## Task prompt
Each line of the material below should be reproduced exactly.

## Stored data
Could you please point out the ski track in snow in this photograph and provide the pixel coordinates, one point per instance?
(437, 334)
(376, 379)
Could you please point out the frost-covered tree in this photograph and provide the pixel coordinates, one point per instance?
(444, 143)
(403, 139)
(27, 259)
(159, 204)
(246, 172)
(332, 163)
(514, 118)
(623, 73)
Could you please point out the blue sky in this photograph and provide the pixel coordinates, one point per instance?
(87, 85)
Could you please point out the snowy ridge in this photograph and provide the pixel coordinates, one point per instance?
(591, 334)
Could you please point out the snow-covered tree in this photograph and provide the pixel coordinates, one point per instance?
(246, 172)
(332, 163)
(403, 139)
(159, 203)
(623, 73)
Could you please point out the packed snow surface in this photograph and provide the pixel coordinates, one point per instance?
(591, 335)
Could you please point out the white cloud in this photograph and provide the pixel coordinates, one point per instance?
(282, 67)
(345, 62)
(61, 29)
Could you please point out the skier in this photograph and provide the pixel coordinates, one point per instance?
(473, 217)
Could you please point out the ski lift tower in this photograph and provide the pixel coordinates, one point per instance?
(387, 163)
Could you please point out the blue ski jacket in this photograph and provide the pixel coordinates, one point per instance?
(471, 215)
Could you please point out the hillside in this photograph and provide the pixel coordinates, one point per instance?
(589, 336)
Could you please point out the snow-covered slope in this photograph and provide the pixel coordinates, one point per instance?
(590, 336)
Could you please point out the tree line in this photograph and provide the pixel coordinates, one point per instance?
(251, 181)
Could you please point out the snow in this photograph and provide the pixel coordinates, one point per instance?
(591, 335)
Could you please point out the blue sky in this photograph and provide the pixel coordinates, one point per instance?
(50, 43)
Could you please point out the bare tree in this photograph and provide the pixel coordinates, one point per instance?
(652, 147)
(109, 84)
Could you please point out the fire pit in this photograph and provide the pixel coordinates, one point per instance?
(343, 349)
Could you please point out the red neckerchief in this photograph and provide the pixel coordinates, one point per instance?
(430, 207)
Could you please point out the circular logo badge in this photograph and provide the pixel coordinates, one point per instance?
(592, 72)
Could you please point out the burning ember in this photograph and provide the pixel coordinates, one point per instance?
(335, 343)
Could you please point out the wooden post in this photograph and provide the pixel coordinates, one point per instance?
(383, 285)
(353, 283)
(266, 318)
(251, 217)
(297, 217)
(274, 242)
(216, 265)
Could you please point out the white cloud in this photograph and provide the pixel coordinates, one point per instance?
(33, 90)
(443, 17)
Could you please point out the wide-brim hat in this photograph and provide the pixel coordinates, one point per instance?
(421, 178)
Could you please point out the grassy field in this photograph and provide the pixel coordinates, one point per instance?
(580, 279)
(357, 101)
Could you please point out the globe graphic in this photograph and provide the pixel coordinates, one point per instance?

## Output for this task
Could you please point out the ski track in snow in this photograph and provide the pixel coordinates, one point per instance?
(437, 334)
(376, 379)
Could you please point out the frost-covered tree in this photograph and provide the pixel coordinates, one point per instance?
(444, 143)
(403, 139)
(27, 259)
(159, 204)
(246, 172)
(332, 163)
(514, 118)
(623, 73)
Could you please point out the blue sky in this photograph and provide the pixel coordinates, one point per instance?
(87, 85)
Could you please point out the snowy ridge in this photograph and provide the pixel coordinates, one point per instance?
(591, 334)
Could you please point out the snow-covered tree in this photograph and provide the pixel coordinates, one point per instance?
(246, 172)
(332, 163)
(403, 139)
(159, 203)
(623, 73)
Could you please point out the packed snow surface in this photograph and provide the pixel coordinates, one point per instance?
(591, 335)
Could you please point out the white cloud in this photograph and provide the pixel coordinates, one point per instance?
(282, 67)
(345, 62)
(61, 29)
Could you please point out the skier in this photograph and provide the pixel coordinates, one point per instance?
(473, 217)
Could you please point out the ski lift tower in this photograph and provide the pixel coordinates, one point per instance?
(387, 163)
Could you please point out the blue ski jacket in this photograph and provide the pixel coordinates, one point per instance?
(471, 215)
Could you please point out the hillside in this photograph and provide the pixel coordinates, one point per instance?
(589, 336)
Could you please point out the snow-covered slope in this photograph and provide the pixel coordinates, one point per instance?
(590, 336)
Could you please point out the tree line in this photograph and provide the pixel coordinates, one point per instance?
(251, 181)
Could you please point out the snow in this photograph and provide the pixel coordinates, one point per instance?
(591, 335)
Could you please point out the blue sky in this photograph and provide the pixel coordinates, one point per instance?
(50, 43)
Could you please point out the bare tree in this photograph and provide the pixel coordinates, one point per instance?
(652, 147)
(109, 84)
Could you please point out the fire pit in this photograph and provide the pixel coordinates, one point per instance?
(343, 349)
Could you please point out the red neckerchief in this photograph and provide the pixel coordinates, one point per instance?
(430, 207)
Could you please point out the circular logo badge in this photograph and provide the pixel coordinates, one point per instance?
(592, 72)
Could you please point out the burning ember in this photograph and provide the pixel coordinates, one point per instance?
(335, 343)
Could you please point out the wooden post in this photograph and provide the pixel coordinates, one point per instance?
(383, 285)
(353, 283)
(266, 318)
(251, 217)
(297, 217)
(274, 242)
(216, 265)
Could you please point out the white cloud in this photograph and provide the pixel coordinates, one point per instance?
(33, 90)
(443, 17)
Could you please point out the wide-brim hat in this photograph and provide the pixel coordinates, one point per instance?
(421, 178)
Could you please point out the grassy field in this photograph and provide the pixel coordinates, one point per instance?
(580, 279)
(357, 101)
Could you please point out the globe graphic in this photograph and provide the pixel coordinates, one point per instance?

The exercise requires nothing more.